# Provided records
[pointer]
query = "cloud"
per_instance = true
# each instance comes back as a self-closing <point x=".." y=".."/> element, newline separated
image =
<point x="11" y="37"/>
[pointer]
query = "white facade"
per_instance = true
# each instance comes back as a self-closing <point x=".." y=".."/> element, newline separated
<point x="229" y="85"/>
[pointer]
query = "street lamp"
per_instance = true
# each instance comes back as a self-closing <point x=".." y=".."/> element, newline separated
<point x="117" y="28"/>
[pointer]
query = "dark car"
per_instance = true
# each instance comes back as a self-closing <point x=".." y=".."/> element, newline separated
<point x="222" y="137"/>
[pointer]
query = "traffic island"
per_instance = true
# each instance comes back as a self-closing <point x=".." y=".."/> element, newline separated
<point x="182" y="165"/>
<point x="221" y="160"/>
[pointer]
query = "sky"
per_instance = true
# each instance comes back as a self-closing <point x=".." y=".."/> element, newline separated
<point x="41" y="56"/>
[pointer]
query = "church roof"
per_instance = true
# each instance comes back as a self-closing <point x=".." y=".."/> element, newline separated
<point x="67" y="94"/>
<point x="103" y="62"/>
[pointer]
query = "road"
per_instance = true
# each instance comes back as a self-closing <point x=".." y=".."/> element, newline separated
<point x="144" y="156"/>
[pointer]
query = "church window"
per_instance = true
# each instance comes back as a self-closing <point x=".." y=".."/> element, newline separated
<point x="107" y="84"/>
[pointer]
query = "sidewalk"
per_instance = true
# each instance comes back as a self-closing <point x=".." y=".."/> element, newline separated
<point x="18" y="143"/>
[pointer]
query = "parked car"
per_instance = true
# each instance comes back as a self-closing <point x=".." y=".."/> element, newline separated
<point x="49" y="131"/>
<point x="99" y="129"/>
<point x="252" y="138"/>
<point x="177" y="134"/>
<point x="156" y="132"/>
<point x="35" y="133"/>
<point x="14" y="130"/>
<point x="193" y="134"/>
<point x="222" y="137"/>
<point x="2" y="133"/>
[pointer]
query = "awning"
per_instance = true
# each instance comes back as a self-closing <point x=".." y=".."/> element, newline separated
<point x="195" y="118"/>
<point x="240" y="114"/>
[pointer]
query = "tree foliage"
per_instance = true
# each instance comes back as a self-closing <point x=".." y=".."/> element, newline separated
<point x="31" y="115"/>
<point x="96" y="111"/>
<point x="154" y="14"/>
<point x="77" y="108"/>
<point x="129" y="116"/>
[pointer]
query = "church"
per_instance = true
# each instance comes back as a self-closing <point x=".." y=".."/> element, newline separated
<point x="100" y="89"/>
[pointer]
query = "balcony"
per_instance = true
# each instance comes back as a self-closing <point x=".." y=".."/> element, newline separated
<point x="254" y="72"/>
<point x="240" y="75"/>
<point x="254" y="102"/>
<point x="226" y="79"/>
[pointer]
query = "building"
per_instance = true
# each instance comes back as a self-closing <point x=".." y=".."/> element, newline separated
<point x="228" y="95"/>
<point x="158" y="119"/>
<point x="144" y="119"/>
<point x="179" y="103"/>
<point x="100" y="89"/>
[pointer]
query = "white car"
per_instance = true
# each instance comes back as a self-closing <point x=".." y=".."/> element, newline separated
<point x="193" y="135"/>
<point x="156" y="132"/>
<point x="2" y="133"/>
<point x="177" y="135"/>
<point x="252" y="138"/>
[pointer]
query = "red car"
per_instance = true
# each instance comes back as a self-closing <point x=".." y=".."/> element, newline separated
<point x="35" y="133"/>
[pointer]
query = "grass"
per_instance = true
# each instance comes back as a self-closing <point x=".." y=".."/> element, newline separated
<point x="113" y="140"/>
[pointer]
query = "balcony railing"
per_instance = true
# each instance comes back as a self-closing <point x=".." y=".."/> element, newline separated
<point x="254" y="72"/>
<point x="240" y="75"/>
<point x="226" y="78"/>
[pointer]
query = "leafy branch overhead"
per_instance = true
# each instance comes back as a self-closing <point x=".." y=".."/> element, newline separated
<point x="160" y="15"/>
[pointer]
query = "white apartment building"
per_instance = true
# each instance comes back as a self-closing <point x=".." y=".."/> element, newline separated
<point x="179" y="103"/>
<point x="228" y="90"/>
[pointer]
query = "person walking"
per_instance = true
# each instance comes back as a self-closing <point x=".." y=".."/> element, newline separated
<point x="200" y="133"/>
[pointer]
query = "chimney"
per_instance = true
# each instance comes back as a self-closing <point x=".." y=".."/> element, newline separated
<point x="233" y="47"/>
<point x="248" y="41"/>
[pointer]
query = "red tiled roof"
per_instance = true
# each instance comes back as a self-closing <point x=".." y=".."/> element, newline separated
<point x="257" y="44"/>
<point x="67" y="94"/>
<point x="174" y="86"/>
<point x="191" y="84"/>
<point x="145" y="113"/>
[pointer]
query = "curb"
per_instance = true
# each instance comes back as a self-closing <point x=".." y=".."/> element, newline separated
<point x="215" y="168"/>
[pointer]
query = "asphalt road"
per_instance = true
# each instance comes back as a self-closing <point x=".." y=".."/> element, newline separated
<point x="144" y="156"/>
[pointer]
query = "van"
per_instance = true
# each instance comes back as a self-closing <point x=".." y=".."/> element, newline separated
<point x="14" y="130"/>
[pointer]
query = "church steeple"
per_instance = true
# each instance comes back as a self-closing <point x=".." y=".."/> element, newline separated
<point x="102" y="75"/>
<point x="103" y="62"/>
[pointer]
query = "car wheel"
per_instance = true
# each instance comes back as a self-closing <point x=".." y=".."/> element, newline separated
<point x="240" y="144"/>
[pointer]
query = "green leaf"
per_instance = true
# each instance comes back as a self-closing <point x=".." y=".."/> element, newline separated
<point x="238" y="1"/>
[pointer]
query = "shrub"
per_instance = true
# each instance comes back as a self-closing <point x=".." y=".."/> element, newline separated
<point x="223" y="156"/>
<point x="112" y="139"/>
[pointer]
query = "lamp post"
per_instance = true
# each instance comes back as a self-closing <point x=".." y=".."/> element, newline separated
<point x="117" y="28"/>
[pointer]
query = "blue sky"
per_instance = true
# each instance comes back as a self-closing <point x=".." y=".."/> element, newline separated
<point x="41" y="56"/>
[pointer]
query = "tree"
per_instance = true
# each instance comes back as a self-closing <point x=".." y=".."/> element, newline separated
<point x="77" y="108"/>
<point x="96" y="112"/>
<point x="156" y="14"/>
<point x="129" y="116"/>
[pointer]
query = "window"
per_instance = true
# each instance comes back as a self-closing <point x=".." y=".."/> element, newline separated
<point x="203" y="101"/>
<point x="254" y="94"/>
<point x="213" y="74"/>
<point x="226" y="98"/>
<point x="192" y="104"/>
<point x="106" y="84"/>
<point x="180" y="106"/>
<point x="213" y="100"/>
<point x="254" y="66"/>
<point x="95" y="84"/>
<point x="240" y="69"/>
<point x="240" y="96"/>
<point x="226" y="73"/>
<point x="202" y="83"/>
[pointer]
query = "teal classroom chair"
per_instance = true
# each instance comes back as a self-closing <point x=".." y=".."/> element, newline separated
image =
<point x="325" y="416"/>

# Work required
Print the listing above in its entirety, with every line exact.

# The output
[pointer]
query = "cloud"
per_instance = true
# each instance comes back as a self-closing <point x=".." y=".."/> element, newline separated
image =
<point x="11" y="37"/>
[pointer]
query = "white facade"
per_instance = true
# each instance comes back as a self-closing <point x=".." y=".."/> element, newline separated
<point x="229" y="85"/>
[pointer]
query = "street lamp"
per_instance = true
# each instance comes back as a self-closing <point x=".." y=".."/> element, newline separated
<point x="117" y="28"/>
[pointer]
query = "dark car"
per_instance = true
# each instance comes back as a self-closing <point x=".." y=".."/> element, newline separated
<point x="222" y="137"/>
[pointer]
query = "traffic island"
per_instance = true
# each instance comes back as a self-closing <point x=".." y=".."/> element, newline separated
<point x="182" y="165"/>
<point x="221" y="160"/>
[pointer]
query = "sky"
per_instance = true
# each instance comes back as a self-closing <point x=".." y=".."/> element, newline separated
<point x="41" y="56"/>
[pointer]
query = "church roof"
per_instance = true
# each instance comes back as a self-closing <point x=".." y=".."/> element, newline separated
<point x="67" y="94"/>
<point x="103" y="62"/>
[pointer]
query = "road"
per_instance = true
# each instance comes back as a self-closing <point x=".." y=".."/> element, newline separated
<point x="144" y="156"/>
[pointer]
query = "church window"
per_instance = true
# each instance comes back as a self-closing <point x=".." y=".."/> element, newline separated
<point x="107" y="84"/>
[pointer]
query = "sidewalk"
per_instance = true
# each instance comes back as a self-closing <point x=".." y=".."/> element, newline separated
<point x="18" y="143"/>
[pointer]
query = "parked car"
per_instance = true
# each instance comes back as a self-closing <point x=".." y=".."/> element, newline separated
<point x="49" y="131"/>
<point x="99" y="129"/>
<point x="252" y="138"/>
<point x="177" y="134"/>
<point x="156" y="132"/>
<point x="35" y="133"/>
<point x="14" y="130"/>
<point x="193" y="134"/>
<point x="222" y="137"/>
<point x="2" y="133"/>
[pointer]
query = "awning"
per_instance = true
# each instance comes back as a self-closing <point x=".." y=".."/> element, newline separated
<point x="195" y="118"/>
<point x="240" y="114"/>
[pointer]
query = "tree foliage"
per_instance = true
# each instance comes back as a self-closing <point x=".." y=".."/> element, newline separated
<point x="31" y="115"/>
<point x="96" y="111"/>
<point x="154" y="14"/>
<point x="77" y="108"/>
<point x="129" y="116"/>
[pointer]
query = "church"
per_instance = true
# each instance comes back as a self-closing <point x=".." y=".."/> element, newline separated
<point x="100" y="89"/>
[pointer]
query = "balcony"
per_instance = true
# each instance comes back as a self-closing <point x=".." y=".."/> element, newline separated
<point x="254" y="72"/>
<point x="240" y="75"/>
<point x="254" y="102"/>
<point x="226" y="79"/>
[pointer]
query = "building"
per_instance = true
# each instance comes back as a self-closing <point x=".." y=".."/> element, newline separated
<point x="228" y="95"/>
<point x="158" y="119"/>
<point x="144" y="119"/>
<point x="179" y="103"/>
<point x="100" y="89"/>
[pointer]
query = "white car"
per_instance = true
# each instance comes back as a self-closing <point x=".." y=".."/> element, newline separated
<point x="193" y="135"/>
<point x="156" y="132"/>
<point x="2" y="133"/>
<point x="177" y="135"/>
<point x="252" y="138"/>
[pointer]
query = "red car"
per_instance = true
# each instance comes back as a self-closing <point x=".." y=".."/> element, newline separated
<point x="35" y="133"/>
[pointer]
query = "grass"
per_instance = true
# each instance comes back as a self-closing <point x=".." y=".."/> element, newline separated
<point x="113" y="140"/>
[pointer]
query = "balcony railing"
per_instance = true
# each instance comes back as a self-closing <point x=".." y=".."/> element, newline separated
<point x="254" y="72"/>
<point x="240" y="75"/>
<point x="226" y="78"/>
[pointer]
query = "leafy branch overhead"
per_instance = true
# each instance comes back as a self-closing <point x=".." y=".."/> element, newline separated
<point x="160" y="15"/>
[pointer]
query = "white apartment building"
per_instance = true
# each instance comes back as a self-closing <point x=".." y=".."/> element, newline separated
<point x="179" y="103"/>
<point x="228" y="90"/>
[pointer]
query = "person walking"
per_instance = true
# each instance comes back as a self-closing <point x=".." y=".."/> element, newline separated
<point x="200" y="133"/>
[pointer]
query = "chimney"
per_instance = true
# each instance comes back as a self-closing <point x=".." y=".."/> element, newline separated
<point x="233" y="47"/>
<point x="248" y="41"/>
[pointer]
query = "red tiled roof"
per_instance = true
# each instance comes back as a self-closing <point x=".." y=".."/> element, newline separated
<point x="257" y="44"/>
<point x="67" y="94"/>
<point x="174" y="86"/>
<point x="191" y="84"/>
<point x="145" y="113"/>
[pointer]
query = "curb"
per_instance = true
# each instance comes back as a self-closing <point x=".." y=".."/> element, newline separated
<point x="215" y="168"/>
[pointer]
query = "asphalt road"
per_instance = true
# each instance comes back as a self-closing <point x=".." y=".."/> element, newline separated
<point x="144" y="156"/>
[pointer]
query = "van"
per_instance = true
# each instance comes back as a self-closing <point x=".." y=".."/> element, newline separated
<point x="14" y="130"/>
[pointer]
query = "church steeple"
per_instance = true
# each instance comes back as a self-closing <point x=".." y=".."/> element, newline separated
<point x="102" y="75"/>
<point x="103" y="62"/>
[pointer]
query = "car wheel"
per_instance = true
# each instance comes back as a self-closing <point x=".." y=".."/> element, newline separated
<point x="240" y="144"/>
[pointer]
query = "green leaf"
per_instance = true
# each instance comes back as a self-closing <point x=".." y=".."/> element, newline separated
<point x="238" y="1"/>
[pointer]
query = "shrub"
per_instance = true
# each instance comes back as a self-closing <point x=".." y=".."/> element, newline separated
<point x="223" y="156"/>
<point x="112" y="139"/>
[pointer]
query = "lamp post"
per_instance = true
# each instance comes back as a self-closing <point x=".." y=".."/> element, newline separated
<point x="117" y="28"/>
[pointer]
query = "blue sky"
per_instance = true
# each instance comes back as a self-closing <point x=".." y=".."/> element, newline separated
<point x="41" y="56"/>
[pointer]
query = "tree"
per_instance = true
# each instance comes back as a self-closing <point x=".." y=".."/> element, newline separated
<point x="77" y="108"/>
<point x="96" y="112"/>
<point x="156" y="14"/>
<point x="129" y="116"/>
[pointer]
query = "window"
per_instance = true
# each instance comes back as a self-closing <point x=".." y=".."/> element, newline separated
<point x="203" y="101"/>
<point x="254" y="94"/>
<point x="213" y="74"/>
<point x="226" y="98"/>
<point x="192" y="104"/>
<point x="106" y="84"/>
<point x="180" y="106"/>
<point x="213" y="100"/>
<point x="254" y="66"/>
<point x="95" y="84"/>
<point x="240" y="69"/>
<point x="240" y="96"/>
<point x="226" y="73"/>
<point x="202" y="83"/>
[pointer]
query = "teal classroom chair"
per_instance = true
# each instance comes back as a self-closing <point x=".." y=".."/> element, newline separated
image =
<point x="325" y="416"/>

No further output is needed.